An identical transcription of the records is required.
(Material for this exercise)
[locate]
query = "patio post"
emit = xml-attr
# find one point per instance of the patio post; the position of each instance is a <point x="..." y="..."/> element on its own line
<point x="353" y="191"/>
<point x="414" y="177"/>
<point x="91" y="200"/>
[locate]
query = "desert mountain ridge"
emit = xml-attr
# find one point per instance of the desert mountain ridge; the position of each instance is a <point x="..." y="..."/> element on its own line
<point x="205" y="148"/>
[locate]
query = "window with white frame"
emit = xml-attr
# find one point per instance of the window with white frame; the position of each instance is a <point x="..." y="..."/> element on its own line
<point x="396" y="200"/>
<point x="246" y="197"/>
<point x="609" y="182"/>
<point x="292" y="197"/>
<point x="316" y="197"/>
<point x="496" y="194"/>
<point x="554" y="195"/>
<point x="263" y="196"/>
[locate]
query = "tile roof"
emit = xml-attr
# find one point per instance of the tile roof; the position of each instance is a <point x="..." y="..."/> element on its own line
(End Material for this exercise)
-- Task output --
[locate]
query = "patio post"
emit = xml-attr
# find one point per instance of the patio post; the position of each instance is a <point x="..." y="..."/> element on its own line
<point x="353" y="191"/>
<point x="414" y="177"/>
<point x="91" y="200"/>
[locate]
query = "desert mountain ridge"
emit = xml-attr
# find one point per instance of the desert mountain ridge; the position of each instance is a <point x="..." y="..."/> element on its own line
<point x="205" y="148"/>
[locate]
query = "window with white frame"
emit = xml-attr
# find one point per instance of the window with white frame; the position of each instance is a <point x="..." y="..."/> element on its own line
<point x="396" y="200"/>
<point x="246" y="197"/>
<point x="609" y="182"/>
<point x="292" y="197"/>
<point x="316" y="197"/>
<point x="496" y="194"/>
<point x="554" y="195"/>
<point x="263" y="196"/>
[locate]
query = "tile roof"
emit = xml-attr
# find one point per instance of the tile roof; the position of each instance is a <point x="..." y="..."/> element on its own line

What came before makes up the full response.